Put the lines between the line holding "segment: <item>red lettering" and the line holding "287 383 L 270", inclusive, into a Markdown table with the columns Row and Line, leaving out blank lines.

==========

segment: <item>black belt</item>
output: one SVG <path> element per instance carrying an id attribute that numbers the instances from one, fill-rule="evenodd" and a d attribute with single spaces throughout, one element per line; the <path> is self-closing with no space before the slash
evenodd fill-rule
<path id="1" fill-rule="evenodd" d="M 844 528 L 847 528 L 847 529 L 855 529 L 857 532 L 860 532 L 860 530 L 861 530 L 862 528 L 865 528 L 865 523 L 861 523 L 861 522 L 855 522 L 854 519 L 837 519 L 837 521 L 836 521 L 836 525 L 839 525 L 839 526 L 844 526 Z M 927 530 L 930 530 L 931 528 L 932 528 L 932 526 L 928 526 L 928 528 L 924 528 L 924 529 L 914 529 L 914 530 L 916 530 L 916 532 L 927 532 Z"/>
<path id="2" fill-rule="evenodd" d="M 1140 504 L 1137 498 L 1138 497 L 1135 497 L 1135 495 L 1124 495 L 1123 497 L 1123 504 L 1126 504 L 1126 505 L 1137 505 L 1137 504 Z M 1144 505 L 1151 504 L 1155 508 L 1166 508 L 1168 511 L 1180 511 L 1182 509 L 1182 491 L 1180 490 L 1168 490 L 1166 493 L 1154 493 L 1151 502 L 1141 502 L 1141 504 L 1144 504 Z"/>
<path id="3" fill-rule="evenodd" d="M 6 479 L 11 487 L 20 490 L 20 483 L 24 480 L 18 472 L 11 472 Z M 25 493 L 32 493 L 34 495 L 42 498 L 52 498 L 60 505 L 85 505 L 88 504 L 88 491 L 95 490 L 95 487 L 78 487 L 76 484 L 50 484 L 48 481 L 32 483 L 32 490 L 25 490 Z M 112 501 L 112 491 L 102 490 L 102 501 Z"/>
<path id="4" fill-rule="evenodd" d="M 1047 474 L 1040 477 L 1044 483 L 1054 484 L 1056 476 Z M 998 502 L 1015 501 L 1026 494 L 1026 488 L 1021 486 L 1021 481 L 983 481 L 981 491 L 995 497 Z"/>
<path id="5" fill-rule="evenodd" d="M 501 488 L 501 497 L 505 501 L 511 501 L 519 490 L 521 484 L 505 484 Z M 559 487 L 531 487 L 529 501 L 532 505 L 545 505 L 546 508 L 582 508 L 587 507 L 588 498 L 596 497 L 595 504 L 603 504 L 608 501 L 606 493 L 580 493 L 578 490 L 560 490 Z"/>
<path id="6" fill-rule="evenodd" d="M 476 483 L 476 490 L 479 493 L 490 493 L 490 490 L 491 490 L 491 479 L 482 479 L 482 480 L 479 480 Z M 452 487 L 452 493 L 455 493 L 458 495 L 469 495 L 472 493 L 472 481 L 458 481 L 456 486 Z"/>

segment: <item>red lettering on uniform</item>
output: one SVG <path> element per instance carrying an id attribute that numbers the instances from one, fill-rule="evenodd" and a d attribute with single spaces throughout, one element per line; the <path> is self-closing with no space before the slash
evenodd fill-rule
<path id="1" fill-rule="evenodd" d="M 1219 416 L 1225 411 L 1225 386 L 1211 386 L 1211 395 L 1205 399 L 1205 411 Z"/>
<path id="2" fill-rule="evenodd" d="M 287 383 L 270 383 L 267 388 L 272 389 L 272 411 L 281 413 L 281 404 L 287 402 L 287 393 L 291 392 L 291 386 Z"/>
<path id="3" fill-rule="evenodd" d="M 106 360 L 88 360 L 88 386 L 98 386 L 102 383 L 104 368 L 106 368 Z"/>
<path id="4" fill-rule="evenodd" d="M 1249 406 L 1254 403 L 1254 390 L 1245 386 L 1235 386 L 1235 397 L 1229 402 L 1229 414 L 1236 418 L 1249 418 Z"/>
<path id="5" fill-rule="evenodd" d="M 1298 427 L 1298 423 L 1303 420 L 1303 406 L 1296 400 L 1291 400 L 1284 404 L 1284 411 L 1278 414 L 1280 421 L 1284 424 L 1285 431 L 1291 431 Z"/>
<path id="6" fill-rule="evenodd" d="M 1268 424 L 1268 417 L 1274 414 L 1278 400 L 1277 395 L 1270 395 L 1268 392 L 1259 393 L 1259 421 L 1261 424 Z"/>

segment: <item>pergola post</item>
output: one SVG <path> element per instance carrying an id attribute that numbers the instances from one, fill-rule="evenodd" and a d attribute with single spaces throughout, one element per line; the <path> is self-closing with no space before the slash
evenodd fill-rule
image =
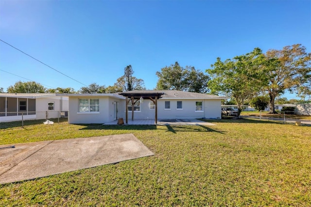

==========

* _EXERCISE SOLUTION_:
| Row | Line |
|---|---|
| 1 | segment: <item>red lettering on uniform</item> |
| 2 | output: one SVG <path> element per instance carrying an id attribute that numbers the instances from one, fill-rule="evenodd" and a d attribute with single spaces throughout, one element per line; the <path> is self-closing with no space before the slash |
| 3 | evenodd fill-rule |
| 4 | <path id="1" fill-rule="evenodd" d="M 1219 416 L 1225 411 L 1225 386 L 1211 386 L 1211 395 L 1205 399 L 1205 411 Z"/> |
| 5 | <path id="2" fill-rule="evenodd" d="M 287 383 L 270 383 L 267 388 L 272 389 L 272 411 L 281 413 L 281 404 L 287 402 L 287 393 L 291 392 L 291 386 Z"/> |